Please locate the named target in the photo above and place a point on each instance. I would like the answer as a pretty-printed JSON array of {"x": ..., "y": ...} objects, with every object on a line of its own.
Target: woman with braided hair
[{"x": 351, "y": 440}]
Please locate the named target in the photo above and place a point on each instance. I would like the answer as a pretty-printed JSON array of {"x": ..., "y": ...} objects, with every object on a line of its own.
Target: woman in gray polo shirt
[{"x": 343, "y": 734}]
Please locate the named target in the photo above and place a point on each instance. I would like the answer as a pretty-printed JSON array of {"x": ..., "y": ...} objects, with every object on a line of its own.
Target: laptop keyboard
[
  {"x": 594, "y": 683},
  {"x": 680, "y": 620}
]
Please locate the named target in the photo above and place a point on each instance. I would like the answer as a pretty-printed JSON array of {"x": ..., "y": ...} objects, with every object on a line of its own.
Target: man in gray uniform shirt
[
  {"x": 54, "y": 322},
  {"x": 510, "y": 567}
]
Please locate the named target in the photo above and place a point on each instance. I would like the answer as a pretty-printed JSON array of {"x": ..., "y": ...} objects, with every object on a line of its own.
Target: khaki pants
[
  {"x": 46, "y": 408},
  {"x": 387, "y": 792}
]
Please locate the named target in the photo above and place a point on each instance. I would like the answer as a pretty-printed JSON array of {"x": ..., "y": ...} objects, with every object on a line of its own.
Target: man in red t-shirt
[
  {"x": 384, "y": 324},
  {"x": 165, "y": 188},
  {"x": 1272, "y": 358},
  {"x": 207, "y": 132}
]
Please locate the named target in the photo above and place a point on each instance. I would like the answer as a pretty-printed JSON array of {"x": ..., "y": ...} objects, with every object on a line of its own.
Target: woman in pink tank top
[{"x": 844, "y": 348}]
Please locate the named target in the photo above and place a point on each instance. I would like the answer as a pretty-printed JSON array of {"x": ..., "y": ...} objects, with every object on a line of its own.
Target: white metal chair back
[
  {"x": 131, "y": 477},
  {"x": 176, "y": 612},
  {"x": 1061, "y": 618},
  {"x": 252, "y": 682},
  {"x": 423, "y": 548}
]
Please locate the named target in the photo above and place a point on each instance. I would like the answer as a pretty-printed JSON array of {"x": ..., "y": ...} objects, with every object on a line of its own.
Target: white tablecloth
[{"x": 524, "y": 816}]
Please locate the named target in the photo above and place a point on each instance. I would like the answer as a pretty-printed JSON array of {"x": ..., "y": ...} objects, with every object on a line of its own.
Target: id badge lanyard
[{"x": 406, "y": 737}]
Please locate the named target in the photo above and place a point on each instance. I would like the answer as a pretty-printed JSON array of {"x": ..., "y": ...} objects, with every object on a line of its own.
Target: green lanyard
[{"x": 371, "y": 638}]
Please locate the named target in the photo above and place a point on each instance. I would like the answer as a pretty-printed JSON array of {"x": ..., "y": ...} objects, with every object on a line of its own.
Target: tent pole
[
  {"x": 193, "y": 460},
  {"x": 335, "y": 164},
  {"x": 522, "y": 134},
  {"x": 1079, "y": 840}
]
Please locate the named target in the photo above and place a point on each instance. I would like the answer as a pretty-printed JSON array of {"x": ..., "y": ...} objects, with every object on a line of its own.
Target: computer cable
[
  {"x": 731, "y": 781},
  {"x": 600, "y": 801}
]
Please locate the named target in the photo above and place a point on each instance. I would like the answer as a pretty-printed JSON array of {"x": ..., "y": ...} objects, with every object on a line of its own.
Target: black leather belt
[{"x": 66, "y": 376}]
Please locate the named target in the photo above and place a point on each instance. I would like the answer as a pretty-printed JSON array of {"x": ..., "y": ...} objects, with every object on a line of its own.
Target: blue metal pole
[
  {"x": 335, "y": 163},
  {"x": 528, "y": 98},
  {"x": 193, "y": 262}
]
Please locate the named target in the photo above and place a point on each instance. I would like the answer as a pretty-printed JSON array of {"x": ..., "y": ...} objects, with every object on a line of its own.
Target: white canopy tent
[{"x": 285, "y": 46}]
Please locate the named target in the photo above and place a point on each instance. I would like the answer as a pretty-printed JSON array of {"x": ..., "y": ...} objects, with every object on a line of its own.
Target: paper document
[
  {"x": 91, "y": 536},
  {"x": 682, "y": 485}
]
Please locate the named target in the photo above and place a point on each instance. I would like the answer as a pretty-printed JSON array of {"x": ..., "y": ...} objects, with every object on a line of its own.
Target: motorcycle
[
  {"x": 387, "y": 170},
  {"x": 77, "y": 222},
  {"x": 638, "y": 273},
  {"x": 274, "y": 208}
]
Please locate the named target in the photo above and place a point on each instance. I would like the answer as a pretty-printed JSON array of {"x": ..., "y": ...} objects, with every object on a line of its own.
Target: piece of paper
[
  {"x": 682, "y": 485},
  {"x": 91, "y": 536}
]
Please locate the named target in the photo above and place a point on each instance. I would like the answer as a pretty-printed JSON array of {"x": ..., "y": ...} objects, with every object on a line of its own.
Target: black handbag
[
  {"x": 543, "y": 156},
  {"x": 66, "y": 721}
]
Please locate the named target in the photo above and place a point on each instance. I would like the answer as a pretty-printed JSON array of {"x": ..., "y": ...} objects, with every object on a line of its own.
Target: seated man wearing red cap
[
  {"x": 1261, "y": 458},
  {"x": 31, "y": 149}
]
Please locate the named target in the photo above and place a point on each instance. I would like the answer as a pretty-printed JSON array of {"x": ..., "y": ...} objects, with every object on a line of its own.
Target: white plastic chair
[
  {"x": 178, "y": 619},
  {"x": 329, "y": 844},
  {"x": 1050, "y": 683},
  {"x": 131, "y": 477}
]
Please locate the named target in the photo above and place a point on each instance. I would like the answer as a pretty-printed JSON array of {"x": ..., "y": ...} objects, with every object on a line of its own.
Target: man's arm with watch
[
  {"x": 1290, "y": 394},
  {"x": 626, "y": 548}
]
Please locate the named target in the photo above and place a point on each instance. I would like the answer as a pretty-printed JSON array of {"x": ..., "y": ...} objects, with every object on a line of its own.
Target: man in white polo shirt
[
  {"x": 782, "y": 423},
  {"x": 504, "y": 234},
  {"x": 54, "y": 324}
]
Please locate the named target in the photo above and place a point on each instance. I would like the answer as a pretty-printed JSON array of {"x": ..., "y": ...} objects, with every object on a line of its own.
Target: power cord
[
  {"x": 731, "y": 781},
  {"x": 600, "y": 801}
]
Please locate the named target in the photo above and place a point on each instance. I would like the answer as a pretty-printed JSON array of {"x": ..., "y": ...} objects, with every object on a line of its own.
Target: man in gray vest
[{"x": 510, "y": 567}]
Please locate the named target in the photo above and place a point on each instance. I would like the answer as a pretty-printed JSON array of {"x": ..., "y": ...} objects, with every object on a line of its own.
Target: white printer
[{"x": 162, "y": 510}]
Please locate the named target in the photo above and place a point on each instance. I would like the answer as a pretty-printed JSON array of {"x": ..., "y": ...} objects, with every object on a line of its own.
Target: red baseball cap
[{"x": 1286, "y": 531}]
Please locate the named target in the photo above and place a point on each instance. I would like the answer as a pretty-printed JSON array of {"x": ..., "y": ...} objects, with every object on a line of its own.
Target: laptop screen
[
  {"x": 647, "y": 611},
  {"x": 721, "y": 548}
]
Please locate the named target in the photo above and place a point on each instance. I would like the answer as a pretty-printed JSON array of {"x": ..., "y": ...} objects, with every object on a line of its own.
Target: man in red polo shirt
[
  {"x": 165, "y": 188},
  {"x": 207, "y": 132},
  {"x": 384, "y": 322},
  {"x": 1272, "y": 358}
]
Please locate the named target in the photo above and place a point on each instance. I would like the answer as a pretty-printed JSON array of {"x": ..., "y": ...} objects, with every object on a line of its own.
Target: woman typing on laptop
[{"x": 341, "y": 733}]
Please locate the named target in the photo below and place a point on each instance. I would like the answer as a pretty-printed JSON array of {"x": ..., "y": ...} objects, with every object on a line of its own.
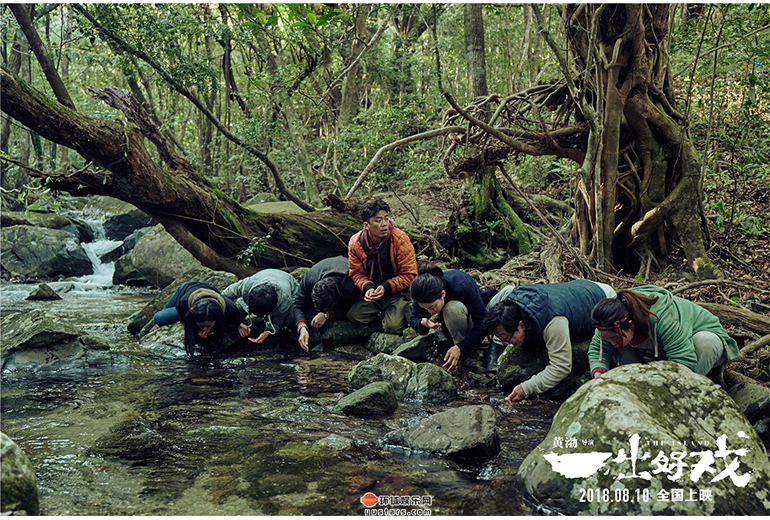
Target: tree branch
[{"x": 125, "y": 46}]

> _Prompt_:
Print once more, exactly, the lines from the one with "Please locate the named target in the photo below" through the last line of the data, both ends included, without any pictures.

> _Exercise answer_:
Please locate the named target in the photo below and place a point on each instance. I would like the answer as a pretty-printed JSON array of {"x": ..., "y": ...} objects, with every object on a line of its own.
Target: tree branch
[{"x": 125, "y": 46}]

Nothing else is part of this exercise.